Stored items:
************

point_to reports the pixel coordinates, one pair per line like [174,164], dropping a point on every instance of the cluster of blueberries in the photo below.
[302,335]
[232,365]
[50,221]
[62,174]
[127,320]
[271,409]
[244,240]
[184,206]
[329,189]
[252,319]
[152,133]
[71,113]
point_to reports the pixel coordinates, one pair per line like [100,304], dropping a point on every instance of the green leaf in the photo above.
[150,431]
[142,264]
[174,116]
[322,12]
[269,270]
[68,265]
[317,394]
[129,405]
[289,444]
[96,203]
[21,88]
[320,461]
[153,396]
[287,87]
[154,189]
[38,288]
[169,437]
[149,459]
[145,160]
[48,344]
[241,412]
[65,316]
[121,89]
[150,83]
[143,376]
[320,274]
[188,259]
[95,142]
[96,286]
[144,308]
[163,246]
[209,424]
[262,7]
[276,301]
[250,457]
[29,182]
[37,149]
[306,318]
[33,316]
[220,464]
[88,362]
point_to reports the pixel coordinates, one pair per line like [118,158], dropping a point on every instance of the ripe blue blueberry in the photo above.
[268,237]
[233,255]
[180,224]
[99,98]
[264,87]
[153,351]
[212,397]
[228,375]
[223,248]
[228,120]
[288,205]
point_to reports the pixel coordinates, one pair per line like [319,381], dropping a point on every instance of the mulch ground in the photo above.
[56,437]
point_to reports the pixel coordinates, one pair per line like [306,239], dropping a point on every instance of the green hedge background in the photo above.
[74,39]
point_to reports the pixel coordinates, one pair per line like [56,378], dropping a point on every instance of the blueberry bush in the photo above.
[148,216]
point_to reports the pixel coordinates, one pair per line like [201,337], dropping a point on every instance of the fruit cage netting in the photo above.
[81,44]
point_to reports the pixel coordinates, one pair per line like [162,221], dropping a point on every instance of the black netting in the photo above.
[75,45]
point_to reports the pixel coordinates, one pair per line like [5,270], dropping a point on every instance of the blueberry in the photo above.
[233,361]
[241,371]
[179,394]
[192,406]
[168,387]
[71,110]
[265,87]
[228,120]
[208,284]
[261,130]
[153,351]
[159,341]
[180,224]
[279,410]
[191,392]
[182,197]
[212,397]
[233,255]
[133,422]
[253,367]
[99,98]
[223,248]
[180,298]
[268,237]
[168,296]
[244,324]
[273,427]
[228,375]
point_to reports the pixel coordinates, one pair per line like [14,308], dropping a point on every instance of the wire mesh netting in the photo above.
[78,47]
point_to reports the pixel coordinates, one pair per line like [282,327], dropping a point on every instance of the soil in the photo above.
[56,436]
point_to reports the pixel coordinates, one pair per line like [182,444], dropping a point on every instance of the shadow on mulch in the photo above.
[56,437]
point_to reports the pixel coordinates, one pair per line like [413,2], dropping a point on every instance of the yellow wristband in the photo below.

************

EXERCISE BRIEF
An exact copy of all the records is the expected answer.

SOLVED EXERCISE
point_to reports the pixel coordinates, one pair per line like [174,164], dropping a point on every instance of the cluster of blueberries in the photo below.
[302,335]
[232,365]
[50,221]
[62,174]
[127,320]
[271,409]
[244,240]
[184,206]
[329,189]
[252,319]
[152,133]
[71,113]
point_to reports the pixel coordinates, one pair per line like [100,304], dropping a point on every instance of the green leaf in the photo above.
[150,431]
[142,264]
[174,116]
[322,12]
[269,270]
[68,265]
[317,394]
[129,405]
[289,444]
[96,203]
[21,88]
[320,461]
[153,396]
[287,87]
[154,189]
[38,288]
[169,437]
[149,459]
[145,160]
[48,344]
[241,412]
[65,316]
[121,89]
[150,83]
[143,376]
[320,274]
[188,259]
[95,142]
[96,286]
[144,308]
[163,246]
[209,424]
[262,7]
[276,301]
[250,457]
[29,182]
[37,149]
[306,318]
[33,316]
[220,464]
[88,362]
point_to reports the pixel coordinates, one pair per line like [118,158], dropping a point on every instance of the ripe blue blueberry in the photo above.
[268,237]
[233,255]
[180,224]
[99,98]
[264,87]
[153,351]
[212,397]
[228,375]
[223,248]
[228,120]
[288,205]
point_to reports the pixel coordinates, one pair per line like [319,381], dropping a point on every instance of the mulch ground in the photo above.
[56,437]
point_to reports the pixel coordinates, one pair per line like [306,239], dropping a point on every instance of the green hedge background in the photo above.
[74,39]
point_to reports the pixel coordinates, one pair per line like [56,378], dropping a point on every instance of the blueberry bush in the photo above.
[148,216]
point_to reports the pixel coordinates, one pair per line like [201,337], dropping a point on every instance of the fruit cage netting in the photo above.
[81,44]
point_to reports the pixel coordinates, one pair per line like [162,221], dropping a point on every instance of the black netting in the photo above.
[75,45]
point_to reports the pixel coordinates, one pair per line like [5,270], dropping a point on every instance of the blueberry in the photo above.
[233,361]
[241,371]
[179,394]
[192,406]
[168,387]
[71,110]
[265,87]
[228,120]
[208,284]
[261,130]
[153,351]
[159,341]
[180,224]
[279,410]
[191,392]
[182,197]
[212,397]
[233,255]
[133,422]
[253,367]
[99,98]
[223,248]
[180,298]
[268,237]
[168,296]
[244,324]
[273,427]
[228,375]
point_to reports the pixel coordinates, one pair per line like [14,308], dropping a point on every instance of the wire mesh netting in the photo above.
[78,47]
point_to reports the pixel coordinates, one pair per line like [282,327], dropping a point on every instance of the soil in the photo above.
[56,436]
point_to reports the pixel coordinates, one pair per line like [182,444], dropping a point on every instance of the shadow on mulch in the photo above.
[56,437]
point_to reports the pixel coordinates, one pair per line like [413,2], dropping a point on every instance of the yellow wristband in the photo below.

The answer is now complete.